## Reading text
#####

All patients were followed for the first time 2 weeks after surgery. The complications were observed and recorded. The second follow-up was performed 6 weeks after surgery. The K-wire was removed, and fracture healing was observed. After that, follow-up was performed 4–8 weeks and ended with fracture healing and finger function recovery. At the last follow-up, the time of fracture healing, ROM, VAS score, Crawford score, and articular surface flatness were recorded.

Assessment indicators

For complications, necrosis of the distal finger, skin necrosis, non-healing or infected wound, and K-wire retraction were mainly observed. A visual analog scale (VAS) was routinely used for pain, 0 point indicated no pain, 1–3 points mild pain, 4–6 points moderate pain, and 7–10 points severe pain. At the last follow-up, the range of motion (ROM) of the DIP joints was measured using a protractor. Taking flexion-extension degree of the corresponding finger on the healthy side as the standard, the degree of loss of dorsiflexion, flexion, and the overall flexion-extension ROM were recorded. The finger function was assessed according to the Crawford criteria [13].

#####

Continue the passage on follow-up and outcome assessment after finger fracture surgery, starting right after its final sentence.

#####

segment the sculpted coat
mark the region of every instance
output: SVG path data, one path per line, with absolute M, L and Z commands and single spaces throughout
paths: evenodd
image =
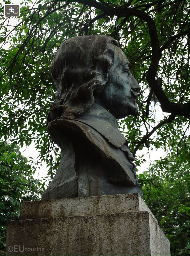
M 130 66 L 110 37 L 82 36 L 61 45 L 51 67 L 58 101 L 47 121 L 62 158 L 42 200 L 134 193 L 142 196 L 134 158 L 116 119 L 138 114 L 140 87 Z

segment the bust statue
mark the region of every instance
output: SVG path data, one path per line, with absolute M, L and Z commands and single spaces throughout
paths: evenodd
M 134 158 L 116 119 L 138 115 L 141 87 L 130 66 L 110 36 L 83 36 L 60 45 L 51 67 L 57 101 L 47 123 L 62 157 L 42 200 L 136 193 L 142 197 Z

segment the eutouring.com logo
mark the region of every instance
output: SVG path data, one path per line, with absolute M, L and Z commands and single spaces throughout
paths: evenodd
M 39 247 L 30 248 L 25 247 L 24 245 L 14 245 L 9 246 L 7 248 L 7 251 L 9 252 L 51 252 L 50 249 L 45 249 L 45 248 L 40 248 Z

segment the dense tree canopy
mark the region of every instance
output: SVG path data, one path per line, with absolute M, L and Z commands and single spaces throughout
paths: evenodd
M 60 156 L 46 124 L 55 100 L 50 73 L 54 53 L 72 37 L 112 36 L 142 88 L 138 117 L 119 120 L 120 129 L 136 156 L 137 171 L 145 161 L 143 148 L 148 153 L 153 149 L 165 151 L 165 158 L 139 178 L 147 203 L 170 239 L 173 255 L 187 255 L 188 1 L 25 1 L 13 25 L 2 14 L 4 4 L 11 2 L 1 1 L 1 6 L 2 147 L 8 144 L 11 154 L 17 145 L 34 141 L 39 160 L 46 162 L 52 177 Z

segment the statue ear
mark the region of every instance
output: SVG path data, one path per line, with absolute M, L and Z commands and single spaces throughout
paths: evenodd
M 109 49 L 106 53 L 97 58 L 95 78 L 99 81 L 100 85 L 104 85 L 107 82 L 109 70 L 112 66 L 114 57 L 114 51 Z

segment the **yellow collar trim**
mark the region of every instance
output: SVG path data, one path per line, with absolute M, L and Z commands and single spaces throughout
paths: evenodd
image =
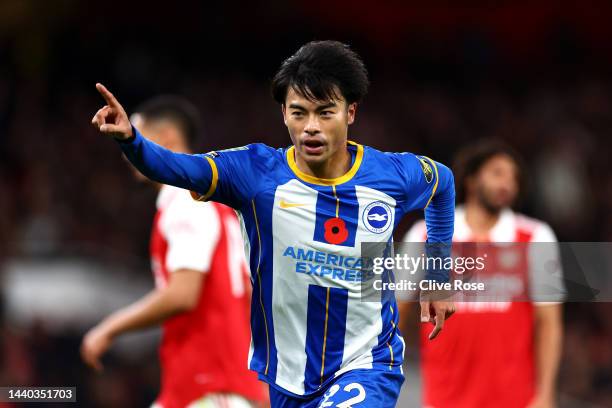
M 361 166 L 361 161 L 363 160 L 363 145 L 352 142 L 350 140 L 348 141 L 348 143 L 350 145 L 357 146 L 357 154 L 355 156 L 355 162 L 353 163 L 349 171 L 347 171 L 346 174 L 344 174 L 343 176 L 336 177 L 333 179 L 324 179 L 314 177 L 302 172 L 300 169 L 298 169 L 297 164 L 295 163 L 295 146 L 291 146 L 289 149 L 287 149 L 287 164 L 289 164 L 289 168 L 291 168 L 291 170 L 299 179 L 306 181 L 310 184 L 318 184 L 320 186 L 335 186 L 338 184 L 346 183 L 347 181 L 353 178 L 355 173 L 357 173 L 357 170 L 359 170 L 359 167 Z

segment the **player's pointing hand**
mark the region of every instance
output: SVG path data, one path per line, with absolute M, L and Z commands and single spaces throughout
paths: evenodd
M 132 137 L 132 125 L 123 106 L 104 85 L 98 83 L 96 89 L 106 101 L 106 105 L 96 112 L 91 124 L 100 133 L 118 140 L 126 140 Z

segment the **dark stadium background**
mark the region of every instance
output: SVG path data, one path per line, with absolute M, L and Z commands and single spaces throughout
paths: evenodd
M 101 375 L 78 356 L 84 330 L 153 284 L 155 192 L 91 127 L 98 81 L 128 112 L 189 98 L 201 151 L 283 146 L 270 77 L 306 41 L 345 41 L 372 80 L 351 138 L 445 163 L 501 138 L 528 163 L 520 210 L 562 241 L 610 241 L 612 4 L 428 3 L 0 0 L 0 385 L 75 385 L 81 406 L 155 397 L 157 331 L 120 341 Z M 612 406 L 611 311 L 566 305 L 562 406 Z M 416 406 L 406 337 L 402 403 Z

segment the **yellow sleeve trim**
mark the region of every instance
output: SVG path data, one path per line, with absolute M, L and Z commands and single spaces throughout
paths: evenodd
M 431 203 L 431 200 L 433 199 L 433 196 L 436 194 L 436 190 L 438 189 L 438 181 L 440 179 L 438 178 L 438 166 L 436 166 L 436 162 L 431 160 L 427 156 L 421 156 L 421 157 L 429 160 L 429 162 L 434 166 L 434 173 L 436 174 L 436 183 L 434 184 L 434 188 L 431 191 L 431 196 L 429 197 L 429 200 L 427 200 L 427 204 L 425 204 L 425 207 L 423 207 L 423 208 L 427 208 L 429 206 L 429 203 Z
M 208 161 L 208 164 L 210 164 L 210 168 L 212 170 L 212 180 L 210 181 L 210 187 L 208 188 L 208 191 L 206 192 L 206 194 L 202 195 L 195 191 L 190 191 L 191 198 L 193 198 L 196 201 L 208 201 L 208 199 L 212 197 L 212 195 L 217 190 L 217 182 L 219 181 L 219 171 L 217 170 L 217 164 L 210 157 L 208 156 L 204 156 L 204 157 Z

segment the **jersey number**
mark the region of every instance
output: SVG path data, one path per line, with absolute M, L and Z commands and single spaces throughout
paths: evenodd
M 331 397 L 334 396 L 340 390 L 340 386 L 338 384 L 334 384 L 331 386 L 329 391 L 325 394 L 325 398 L 321 401 L 319 408 L 333 407 L 334 402 L 329 401 Z M 357 390 L 357 395 L 347 399 L 346 401 L 342 401 L 336 405 L 337 408 L 352 408 L 354 404 L 358 404 L 360 402 L 365 401 L 365 389 L 359 383 L 350 383 L 344 387 L 344 391 L 351 392 L 353 390 Z

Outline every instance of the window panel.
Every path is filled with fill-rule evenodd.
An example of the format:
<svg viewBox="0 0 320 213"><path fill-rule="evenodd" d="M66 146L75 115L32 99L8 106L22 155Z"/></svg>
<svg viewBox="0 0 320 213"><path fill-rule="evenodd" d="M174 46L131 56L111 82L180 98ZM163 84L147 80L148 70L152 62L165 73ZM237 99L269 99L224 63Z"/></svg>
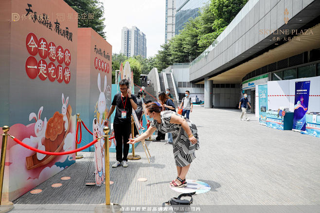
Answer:
<svg viewBox="0 0 320 213"><path fill-rule="evenodd" d="M298 78L316 76L316 65L311 65L298 68Z"/></svg>

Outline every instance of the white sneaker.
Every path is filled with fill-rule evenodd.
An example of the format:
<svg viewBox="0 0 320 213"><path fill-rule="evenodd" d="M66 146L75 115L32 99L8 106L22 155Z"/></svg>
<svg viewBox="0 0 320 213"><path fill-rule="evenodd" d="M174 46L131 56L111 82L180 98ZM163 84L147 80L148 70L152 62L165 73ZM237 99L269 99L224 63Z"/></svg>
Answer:
<svg viewBox="0 0 320 213"><path fill-rule="evenodd" d="M117 168L119 165L121 165L121 162L120 161L117 161L116 163L112 164L112 168Z"/></svg>
<svg viewBox="0 0 320 213"><path fill-rule="evenodd" d="M125 161L122 161L122 166L124 167L128 167L128 162Z"/></svg>

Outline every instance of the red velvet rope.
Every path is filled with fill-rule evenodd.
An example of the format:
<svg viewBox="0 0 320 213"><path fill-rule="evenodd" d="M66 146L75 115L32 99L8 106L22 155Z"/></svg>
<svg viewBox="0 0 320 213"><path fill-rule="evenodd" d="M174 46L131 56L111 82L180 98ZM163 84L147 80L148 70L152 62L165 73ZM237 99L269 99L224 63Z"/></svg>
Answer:
<svg viewBox="0 0 320 213"><path fill-rule="evenodd" d="M87 131L89 131L89 133L90 134L92 134L92 135L93 135L93 134L92 133L92 132L91 132L91 131L90 131L89 130L89 129L88 128L87 128L87 127L86 127L86 125L85 125L85 123L84 123L84 122L83 122L83 120L81 121L81 123L82 123L82 125L83 125L83 126L85 127L85 128L86 128L86 130L87 130Z"/></svg>
<svg viewBox="0 0 320 213"><path fill-rule="evenodd" d="M76 142L77 144L80 144L80 143L81 143L81 139L82 139L82 131L81 131L81 124L80 124L80 125L79 125L79 123L80 122L77 122L77 130L75 131L75 142ZM78 140L78 129L79 128L79 126L80 126L80 138L79 141Z"/></svg>
<svg viewBox="0 0 320 213"><path fill-rule="evenodd" d="M71 151L68 151L65 152L49 152L46 151L43 151L42 150L38 149L37 148L34 148L32 147L30 147L29 145L24 144L21 141L18 139L17 138L14 138L13 140L16 142L17 143L18 143L18 144L20 144L22 147L27 148L28 149L32 150L32 151L34 151L36 152L39 152L39 153L49 155L68 155L69 154L74 153L75 152L77 152L78 151L82 151L83 149L87 148L89 147L91 147L93 144L97 143L97 142L98 141L98 139L96 139L84 147L82 147L80 148L77 148L76 149L72 150Z"/></svg>
<svg viewBox="0 0 320 213"><path fill-rule="evenodd" d="M140 88L140 89L141 89L141 87L140 87L139 86L138 86L138 85L134 83L133 83L133 84L134 84L134 85L135 85L136 86L138 86L138 87ZM155 98L155 99L156 100L157 100L157 101L158 101L158 99L156 98L155 97L154 97L153 96L152 96L152 95L151 94L150 94L150 93L148 93L148 92L147 92L147 91L145 91L144 92L145 92L146 93L148 93L149 95L150 95L150 96L151 96L151 97L152 97L152 98Z"/></svg>

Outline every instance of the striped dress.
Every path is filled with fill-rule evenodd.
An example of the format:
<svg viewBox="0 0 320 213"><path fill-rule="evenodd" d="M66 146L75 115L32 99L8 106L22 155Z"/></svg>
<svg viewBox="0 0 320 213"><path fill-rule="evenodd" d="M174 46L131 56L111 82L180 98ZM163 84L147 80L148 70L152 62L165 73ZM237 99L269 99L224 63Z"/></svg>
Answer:
<svg viewBox="0 0 320 213"><path fill-rule="evenodd" d="M184 118L188 123L192 133L197 140L196 144L189 140L188 134L180 124L170 123L172 114ZM173 154L175 156L176 165L178 166L186 166L196 158L195 151L199 149L199 137L196 125L188 118L171 111L165 111L160 113L161 123L159 124L156 120L150 123L150 126L155 127L162 133L171 132L173 139Z"/></svg>

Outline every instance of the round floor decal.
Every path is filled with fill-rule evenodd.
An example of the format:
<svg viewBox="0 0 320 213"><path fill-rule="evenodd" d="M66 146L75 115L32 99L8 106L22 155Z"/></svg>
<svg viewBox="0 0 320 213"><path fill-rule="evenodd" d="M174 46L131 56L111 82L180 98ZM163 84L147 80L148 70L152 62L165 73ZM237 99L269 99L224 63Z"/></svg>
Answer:
<svg viewBox="0 0 320 213"><path fill-rule="evenodd" d="M71 178L70 177L63 177L62 178L60 178L62 180L70 180Z"/></svg>
<svg viewBox="0 0 320 213"><path fill-rule="evenodd" d="M187 186L185 187L175 188L170 186L170 188L180 193L191 193L196 192L196 194L204 193L209 192L211 187L207 183L195 180L186 180Z"/></svg>
<svg viewBox="0 0 320 213"><path fill-rule="evenodd" d="M60 187L62 185L62 183L54 183L51 185L51 187L53 188L58 188L58 187Z"/></svg>

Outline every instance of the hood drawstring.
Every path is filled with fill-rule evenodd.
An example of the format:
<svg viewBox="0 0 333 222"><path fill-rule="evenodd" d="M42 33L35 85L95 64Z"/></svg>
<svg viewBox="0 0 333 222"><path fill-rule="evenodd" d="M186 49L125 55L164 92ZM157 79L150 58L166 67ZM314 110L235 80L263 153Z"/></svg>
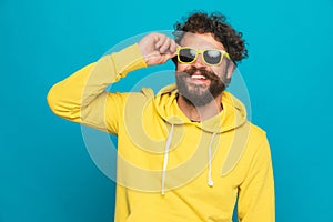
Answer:
<svg viewBox="0 0 333 222"><path fill-rule="evenodd" d="M167 145L164 150L164 161L163 161L163 172L162 172L162 195L165 194L165 176L167 176L167 167L168 167L168 160L169 160L169 150L171 144L171 139L173 134L173 124L171 125L171 130L167 140Z"/></svg>
<svg viewBox="0 0 333 222"><path fill-rule="evenodd" d="M212 138L211 138L211 142L209 145L209 174L208 174L208 184L210 188L212 188L214 185L213 179L212 179L212 144L213 144L213 140L214 137L216 135L216 133L214 132Z"/></svg>
<svg viewBox="0 0 333 222"><path fill-rule="evenodd" d="M163 161L163 171L162 171L162 190L161 193L162 195L165 194L165 178L167 178L167 167L168 167L168 161L169 161L169 150L171 145L171 140L173 135L173 124L171 125L170 133L167 140L165 149L164 149L164 161ZM209 173L208 173L208 185L212 188L214 185L213 179L212 179L212 144L214 141L216 133L214 132L210 144L209 144L209 150L208 150L208 155L209 155L209 161L208 161L208 168L209 168Z"/></svg>

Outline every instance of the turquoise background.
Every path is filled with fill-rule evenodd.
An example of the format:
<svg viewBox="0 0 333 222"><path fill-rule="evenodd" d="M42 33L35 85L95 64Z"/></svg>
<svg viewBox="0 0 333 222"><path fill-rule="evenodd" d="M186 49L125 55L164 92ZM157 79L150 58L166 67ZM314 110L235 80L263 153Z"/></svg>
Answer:
<svg viewBox="0 0 333 222"><path fill-rule="evenodd" d="M222 11L249 42L239 68L272 147L276 221L333 221L332 0L0 0L1 222L112 221L114 183L80 125L51 113L48 90L192 9Z"/></svg>

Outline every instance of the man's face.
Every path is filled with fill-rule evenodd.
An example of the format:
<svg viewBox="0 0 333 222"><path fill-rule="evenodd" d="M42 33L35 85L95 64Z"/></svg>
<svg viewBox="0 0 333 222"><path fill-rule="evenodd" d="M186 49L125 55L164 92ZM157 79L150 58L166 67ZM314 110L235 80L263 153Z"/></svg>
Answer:
<svg viewBox="0 0 333 222"><path fill-rule="evenodd" d="M181 47L193 49L225 50L211 33L185 33ZM193 63L178 62L176 85L179 93L190 103L202 107L219 97L225 89L226 79L231 78L232 70L228 69L228 59L224 57L219 65L210 65L203 61L202 54L196 56Z"/></svg>

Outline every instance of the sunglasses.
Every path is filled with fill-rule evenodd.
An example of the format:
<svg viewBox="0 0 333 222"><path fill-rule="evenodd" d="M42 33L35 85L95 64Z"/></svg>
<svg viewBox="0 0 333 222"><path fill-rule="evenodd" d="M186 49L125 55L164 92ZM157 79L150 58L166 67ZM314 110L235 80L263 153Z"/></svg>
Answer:
<svg viewBox="0 0 333 222"><path fill-rule="evenodd" d="M218 49L193 49L190 47L179 47L176 49L178 61L183 64L195 62L199 53L201 53L202 60L208 65L220 65L224 56L226 59L230 59L226 51Z"/></svg>

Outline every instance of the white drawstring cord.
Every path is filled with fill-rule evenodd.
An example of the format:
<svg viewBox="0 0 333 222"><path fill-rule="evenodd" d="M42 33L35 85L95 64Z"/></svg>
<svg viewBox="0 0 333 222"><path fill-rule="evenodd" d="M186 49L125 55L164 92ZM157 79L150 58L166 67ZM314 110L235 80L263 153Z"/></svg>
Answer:
<svg viewBox="0 0 333 222"><path fill-rule="evenodd" d="M162 172L162 191L161 191L162 195L165 194L165 176L167 176L169 149L170 149L170 144L171 144L172 134L173 134L173 124L171 125L171 130L169 132L169 137L168 137L168 140L167 140L167 145L165 145L165 150L164 150L164 162L163 162L163 172Z"/></svg>
<svg viewBox="0 0 333 222"><path fill-rule="evenodd" d="M213 179L212 179L212 144L213 144L213 140L214 137L216 135L216 133L214 132L212 138L211 138L211 142L209 145L209 174L208 174L208 184L210 188L212 188L214 185Z"/></svg>

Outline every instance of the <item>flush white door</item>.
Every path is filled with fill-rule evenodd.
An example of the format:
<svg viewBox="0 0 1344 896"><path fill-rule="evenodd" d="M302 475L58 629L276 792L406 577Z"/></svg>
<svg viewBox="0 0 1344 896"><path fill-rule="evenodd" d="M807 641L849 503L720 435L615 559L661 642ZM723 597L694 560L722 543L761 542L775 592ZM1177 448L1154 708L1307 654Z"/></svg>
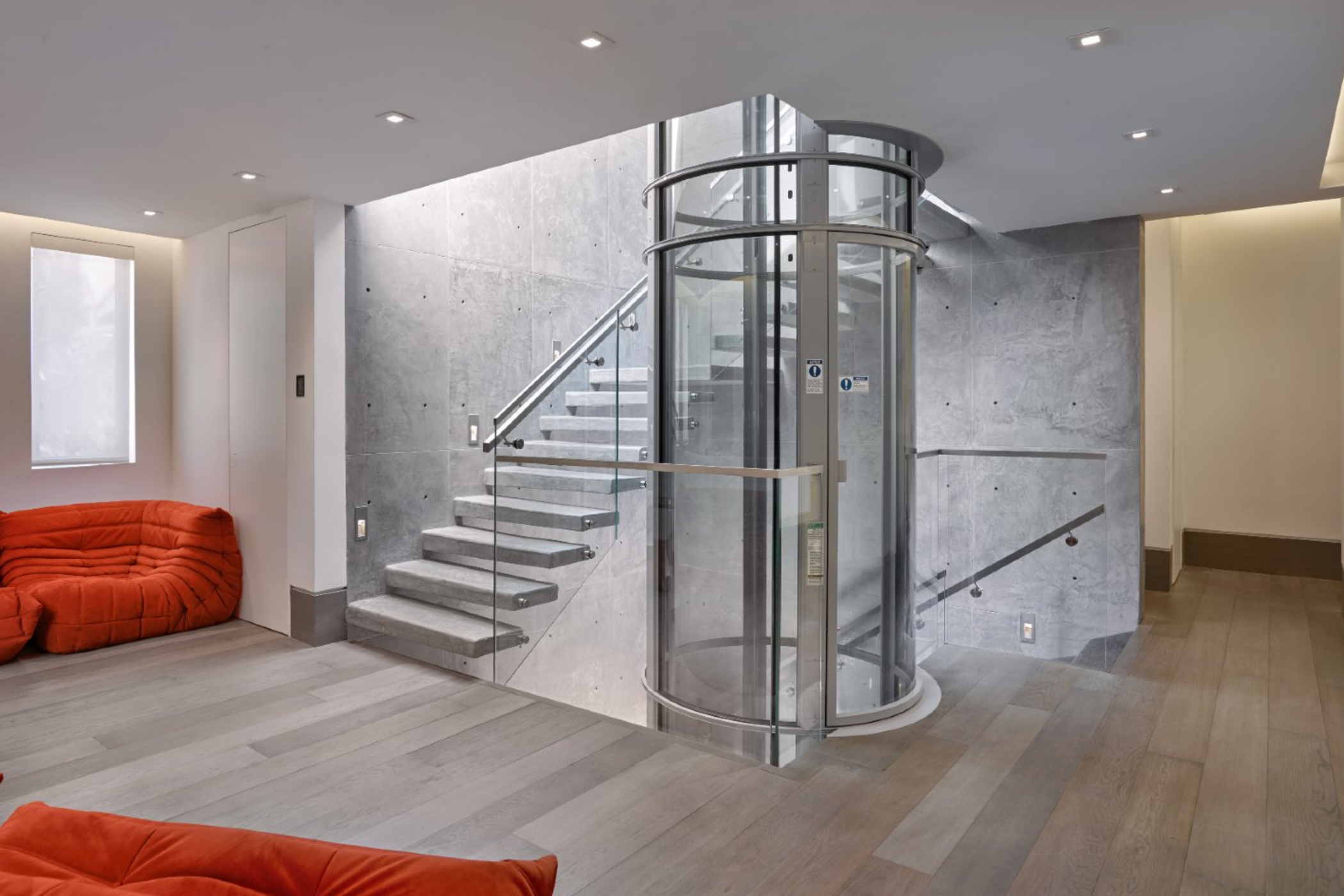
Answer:
<svg viewBox="0 0 1344 896"><path fill-rule="evenodd" d="M285 219L228 235L228 509L243 553L238 615L289 634Z"/></svg>

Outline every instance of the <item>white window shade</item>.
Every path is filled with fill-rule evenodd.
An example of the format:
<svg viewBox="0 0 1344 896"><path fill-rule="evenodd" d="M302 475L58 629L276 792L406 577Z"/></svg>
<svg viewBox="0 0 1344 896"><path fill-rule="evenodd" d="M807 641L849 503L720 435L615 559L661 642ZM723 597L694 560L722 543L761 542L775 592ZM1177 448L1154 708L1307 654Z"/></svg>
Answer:
<svg viewBox="0 0 1344 896"><path fill-rule="evenodd" d="M32 238L32 466L133 463L134 258Z"/></svg>

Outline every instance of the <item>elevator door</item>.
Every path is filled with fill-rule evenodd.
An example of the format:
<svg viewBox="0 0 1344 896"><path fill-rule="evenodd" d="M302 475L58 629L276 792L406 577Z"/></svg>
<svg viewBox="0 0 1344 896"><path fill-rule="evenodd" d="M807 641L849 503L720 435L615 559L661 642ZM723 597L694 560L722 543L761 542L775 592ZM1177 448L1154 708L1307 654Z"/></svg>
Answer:
<svg viewBox="0 0 1344 896"><path fill-rule="evenodd" d="M833 721L910 696L915 676L913 274L906 249L831 240Z"/></svg>

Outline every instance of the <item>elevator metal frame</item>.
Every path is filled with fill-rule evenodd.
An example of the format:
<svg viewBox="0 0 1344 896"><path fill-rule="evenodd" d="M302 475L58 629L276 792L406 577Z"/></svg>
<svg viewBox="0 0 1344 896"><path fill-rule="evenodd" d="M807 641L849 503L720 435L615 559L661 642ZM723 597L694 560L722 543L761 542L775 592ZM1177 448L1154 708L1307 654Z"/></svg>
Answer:
<svg viewBox="0 0 1344 896"><path fill-rule="evenodd" d="M745 140L763 140L766 128L761 125L763 120L773 116L780 122L781 103L774 97L759 97L747 101L743 107L743 136ZM882 614L880 633L880 677L882 696L880 705L871 711L841 713L837 707L837 662L841 656L841 645L837 637L837 611L840 606L840 576L839 576L839 527L835 523L840 514L840 482L843 477L839 445L839 402L837 364L839 357L839 250L841 244L863 244L886 247L909 257L911 269L923 266L925 243L915 234L915 210L919 196L923 192L925 177L935 171L942 163L942 152L926 137L898 128L872 125L866 122L821 121L814 122L797 114L796 149L785 152L780 145L781 128L774 128L774 145L750 146L754 152L747 152L743 146L742 154L689 165L672 171L668 159L668 122L660 122L650 129L649 165L653 180L645 189L648 208L650 211L650 246L645 253L648 263L649 296L652 297L653 313L649 316L653 333L650 333L653 352L650 356L650 379L648 384L649 418L652 420L653 457L650 462L664 462L673 455L673 445L677 433L676 408L665 402L664 375L673 369L675 357L671 353L672 337L668 320L672 302L668 294L668 266L676 262L676 253L688 246L710 243L714 240L750 239L761 236L794 236L796 238L796 289L797 289L797 320L796 320L796 357L794 383L797 384L797 453L792 469L781 466L781 451L778 445L778 422L781 419L781 390L773 390L774 407L769 403L749 404L746 419L743 420L743 467L755 467L745 478L745 482L754 484L755 488L745 488L743 513L745 539L743 551L743 688L745 695L759 697L749 705L749 712L743 717L724 716L723 713L704 711L680 701L676 695L668 693L663 682L667 676L667 652L660 649L661 633L672 630L673 611L671 600L660 600L660 595L671 594L669 576L672 564L668 556L660 551L657 531L669 517L663 510L664 501L669 493L669 481L664 477L672 474L655 474L650 481L650 527L653 537L649 540L649 664L645 672L645 686L655 699L650 712L656 716L661 712L673 712L684 717L694 717L707 723L728 725L747 736L765 737L767 732L797 733L808 737L817 729L833 729L841 725L860 724L886 719L909 709L921 696L921 681L911 674L909 681L898 688L898 674L894 668L896 656L895 639L902 637L902 631L909 634L913 626L913 582L910 564L911 539L911 502L914 496L914 469L915 469L915 441L914 441L914 275L911 273L910 287L903 293L903 302L896 306L895 296L884 293L882 301L892 306L896 312L895 320L898 330L883 340L883 371L884 376L894 377L895 388L884 390L887 402L895 402L895 412L884 415L886 433L884 445L896 446L895 451L886 451L884 482L896 482L898 489L886 489L883 494L883 536L882 543L890 549L884 555L882 572L882 598L879 610ZM829 149L831 136L860 137L876 140L886 144L888 157L872 154L859 154L851 152L836 152ZM907 161L899 161L896 150L903 150ZM676 184L695 177L718 172L743 171L745 203L755 203L755 211L743 220L765 222L766 208L773 208L778 218L781 204L780 172L785 165L797 169L797 214L792 222L750 223L739 227L722 227L700 232L675 236L669 231L669 191ZM863 224L832 223L831 220L831 165L848 168L864 168L895 175L906 184L905 215L900 227L872 227ZM773 172L773 177L770 176ZM771 201L766 201L766 200ZM891 199L887 196L887 199ZM773 204L771 204L773 203ZM892 220L895 208L883 208L882 220ZM774 242L778 250L778 240ZM890 259L892 253L882 253L884 259ZM746 254L743 265L747 265ZM775 277L780 277L781 265L778 257L771 266ZM743 271L751 275L753 271ZM759 271L755 271L759 273ZM888 271L882 278L883 289L890 293L895 271ZM761 277L755 277L757 294L753 301L758 310L763 310L766 296L759 287ZM778 304L781 289L774 290L775 309L773 320L774 345L769 344L769 336L763 328L755 328L745 333L743 337L743 377L745 395L763 392L757 388L759 384L753 377L763 371L762 359L773 356L775 364L781 363L780 352L780 313ZM805 297L809 297L805 301ZM816 298L810 298L816 297ZM747 316L753 321L763 320L765 314ZM746 321L745 321L746 325ZM809 359L825 359L825 388L821 394L809 394L802 388L806 379L805 364ZM782 371L780 371L782 376ZM675 382L672 384L675 388ZM773 420L773 430L771 430ZM800 469L824 467L821 489L824 492L825 506L825 575L821 587L805 584L806 578L802 570L798 571L798 633L796 649L798 652L797 668L797 719L780 719L778 693L770 693L766 682L758 681L762 652L778 652L781 649L781 634L778 630L778 614L774 617L773 630L761 613L765 606L767 587L778 590L778 570L774 575L767 575L765 566L771 556L769 544L759 536L770 531L762 519L766 502L763 489L775 488L781 480L796 474ZM766 469L761 469L766 467ZM774 476L771 477L770 473ZM766 474L766 476L762 476ZM773 478L773 481L771 481ZM770 502L774 513L778 513L778 501ZM800 535L801 540L801 535ZM805 545L798 545L800 566L805 563ZM777 560L780 552L773 557ZM903 584L902 584L903 583ZM899 596L894 596L899 595ZM778 594L774 595L778 606ZM891 598L891 599L888 599ZM898 606L898 600L903 606ZM814 626L824 626L824 635L814 631ZM806 634L805 634L806 633ZM722 639L720 639L722 641ZM821 645L824 653L812 657L810 645ZM778 669L775 664L771 666ZM913 661L911 661L913 668ZM804 670L817 670L804 676ZM805 708L806 704L806 708ZM806 720L805 720L806 717ZM749 754L762 752L761 748L746 750ZM778 760L778 754L771 756Z"/></svg>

#####

## Output
After removing the K-wire, lateral X-ray of the affected finger was performed, and fracture healing was recorded. At the last follow-up, anteroposterior and lateral X-ray of the affected finger was performed, and the flatness of the articular surface was scored: anatomical fracture reduction and no dislocation of the articular surface were considered as being excellent, dislocation of articular surface < 1 mm was considered good, and dislocation of articular surface > 1 mm was considered poor. Meanwhile, the presence or absence of traumatic arthritis was assessed.

Statistical analysis

Statistical analyses were performed using SPSS 11 (SPSS Inc., Chicago, IL, USA). Continuous variables are presented as medians and quartile (non-normal distribution) according to the results of the Kolmogorov-Smirnov test.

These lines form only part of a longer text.